[BEGIN PROVIDED RECORDS]

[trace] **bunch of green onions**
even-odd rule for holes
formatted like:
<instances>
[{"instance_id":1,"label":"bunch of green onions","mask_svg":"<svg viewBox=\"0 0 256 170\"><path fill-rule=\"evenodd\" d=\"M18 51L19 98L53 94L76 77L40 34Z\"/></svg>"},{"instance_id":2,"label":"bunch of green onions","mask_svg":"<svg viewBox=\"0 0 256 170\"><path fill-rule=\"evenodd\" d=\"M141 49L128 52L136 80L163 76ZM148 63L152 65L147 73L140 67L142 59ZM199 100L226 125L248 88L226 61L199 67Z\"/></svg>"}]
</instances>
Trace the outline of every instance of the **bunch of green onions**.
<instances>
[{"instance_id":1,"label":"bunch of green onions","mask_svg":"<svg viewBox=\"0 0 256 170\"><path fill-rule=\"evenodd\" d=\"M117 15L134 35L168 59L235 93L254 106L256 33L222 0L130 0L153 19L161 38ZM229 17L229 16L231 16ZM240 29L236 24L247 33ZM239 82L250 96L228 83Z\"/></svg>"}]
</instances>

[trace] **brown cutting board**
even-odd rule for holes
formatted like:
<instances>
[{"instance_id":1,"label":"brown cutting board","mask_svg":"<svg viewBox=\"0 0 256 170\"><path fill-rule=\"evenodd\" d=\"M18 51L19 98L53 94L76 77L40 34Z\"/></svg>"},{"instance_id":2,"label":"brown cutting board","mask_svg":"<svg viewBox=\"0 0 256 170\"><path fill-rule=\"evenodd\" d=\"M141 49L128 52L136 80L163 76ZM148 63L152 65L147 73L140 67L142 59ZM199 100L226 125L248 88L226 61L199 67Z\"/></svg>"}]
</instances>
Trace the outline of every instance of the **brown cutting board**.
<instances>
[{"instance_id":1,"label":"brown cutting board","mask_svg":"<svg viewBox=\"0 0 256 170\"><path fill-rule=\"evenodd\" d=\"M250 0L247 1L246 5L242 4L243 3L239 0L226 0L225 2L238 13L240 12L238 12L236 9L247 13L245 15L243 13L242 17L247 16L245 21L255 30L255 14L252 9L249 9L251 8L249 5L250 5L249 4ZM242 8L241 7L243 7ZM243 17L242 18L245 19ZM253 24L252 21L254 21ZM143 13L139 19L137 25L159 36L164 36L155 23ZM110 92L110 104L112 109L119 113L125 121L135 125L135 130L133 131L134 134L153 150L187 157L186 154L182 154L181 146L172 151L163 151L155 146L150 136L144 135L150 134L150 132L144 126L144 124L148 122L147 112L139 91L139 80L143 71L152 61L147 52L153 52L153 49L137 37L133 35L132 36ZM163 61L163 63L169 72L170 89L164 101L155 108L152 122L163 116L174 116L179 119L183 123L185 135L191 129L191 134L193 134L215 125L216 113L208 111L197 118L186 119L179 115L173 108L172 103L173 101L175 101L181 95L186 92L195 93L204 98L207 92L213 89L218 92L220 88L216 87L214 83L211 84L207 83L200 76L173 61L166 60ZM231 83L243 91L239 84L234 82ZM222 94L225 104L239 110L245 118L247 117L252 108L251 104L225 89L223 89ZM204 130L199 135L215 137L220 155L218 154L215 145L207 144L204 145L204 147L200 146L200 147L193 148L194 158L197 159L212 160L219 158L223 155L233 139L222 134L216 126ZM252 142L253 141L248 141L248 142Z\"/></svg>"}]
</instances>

[END PROVIDED RECORDS]

EXERCISE DETAILS | Print every line of the records exactly. Omit nothing.

SOLUTION |
[trace] **bunch of green onions**
even-odd rule for holes
formatted like:
<instances>
[{"instance_id":1,"label":"bunch of green onions","mask_svg":"<svg viewBox=\"0 0 256 170\"><path fill-rule=\"evenodd\" d=\"M18 51L19 98L53 94L76 77L40 34Z\"/></svg>"},{"instance_id":2,"label":"bunch of green onions","mask_svg":"<svg viewBox=\"0 0 256 170\"><path fill-rule=\"evenodd\" d=\"M141 49L128 52L136 80L163 76ZM148 63L152 65L147 73L140 67L142 59ZM199 100L226 125L248 88L226 61L199 67Z\"/></svg>"}]
</instances>
Trace the outline of every instance of the **bunch of green onions**.
<instances>
[{"instance_id":1,"label":"bunch of green onions","mask_svg":"<svg viewBox=\"0 0 256 170\"><path fill-rule=\"evenodd\" d=\"M117 15L134 35L168 59L235 93L254 106L256 33L222 0L130 0L153 19L161 38ZM229 17L229 16L231 16ZM240 29L236 24L247 33ZM239 82L250 96L228 83Z\"/></svg>"}]
</instances>

[trace] **brown cutting board**
even-odd rule for holes
formatted like:
<instances>
[{"instance_id":1,"label":"brown cutting board","mask_svg":"<svg viewBox=\"0 0 256 170\"><path fill-rule=\"evenodd\" d=\"M18 51L19 98L53 94L76 77L40 34Z\"/></svg>"},{"instance_id":2,"label":"brown cutting board","mask_svg":"<svg viewBox=\"0 0 256 170\"><path fill-rule=\"evenodd\" d=\"M141 49L128 52L136 80L163 76ZM148 63L152 65L147 73L140 67L142 59ZM199 100L226 125L248 88L226 61L199 67Z\"/></svg>"}]
</instances>
Trace the outline of every instance of the **brown cutting board**.
<instances>
[{"instance_id":1,"label":"brown cutting board","mask_svg":"<svg viewBox=\"0 0 256 170\"><path fill-rule=\"evenodd\" d=\"M250 0L247 1L246 5L242 4L243 3L239 0L226 0L225 2L238 13L240 12L238 12L236 9L247 13L245 15L243 13L242 17L247 16L245 21L255 30L255 14L252 9L249 9L251 8L249 5L250 5L249 4ZM242 8L241 7L243 7ZM243 17L242 18L245 19ZM253 24L252 21L254 21ZM143 13L139 19L137 25L159 36L164 36L155 23ZM110 92L110 104L112 109L119 113L125 121L135 125L135 130L133 131L134 134L153 150L187 157L186 154L182 154L181 146L172 151L163 151L155 146L150 136L144 135L150 134L150 132L144 126L144 124L148 122L147 112L139 91L139 80L143 71L152 61L147 52L153 52L153 49L137 37L133 35L132 36ZM163 61L163 63L169 72L170 89L164 101L155 108L152 122L163 116L174 116L179 119L183 123L185 135L191 129L191 134L193 134L215 125L216 113L208 111L197 118L186 119L179 115L173 108L172 103L173 101L175 101L181 95L186 92L195 93L204 98L207 92L213 89L218 92L220 88L216 87L214 83L211 84L207 83L200 76L173 61L166 60ZM231 83L243 91L239 84L234 82ZM222 94L225 104L239 110L245 118L247 117L252 108L251 104L225 89L223 89ZM204 130L199 135L215 137L220 155L218 154L215 145L207 144L204 145L204 147L200 146L200 147L193 148L194 158L197 159L212 160L219 158L223 155L233 139L222 134L216 126ZM252 142L253 141L248 141L248 142Z\"/></svg>"}]
</instances>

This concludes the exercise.